_Data items_
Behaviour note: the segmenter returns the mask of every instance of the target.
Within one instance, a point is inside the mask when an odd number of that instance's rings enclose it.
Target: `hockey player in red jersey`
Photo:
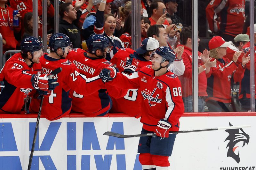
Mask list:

_Required task_
Copy each of the items above word for word, but leave out the pictures.

_Answer to the exercise_
Behaviour note: the segmenter returns the mask of every instance of the target.
Within one instance, a point is inside the mask when an odd number of that instance's rings enclose it.
Target: `hockey player in red jersey`
Photo:
Mask list:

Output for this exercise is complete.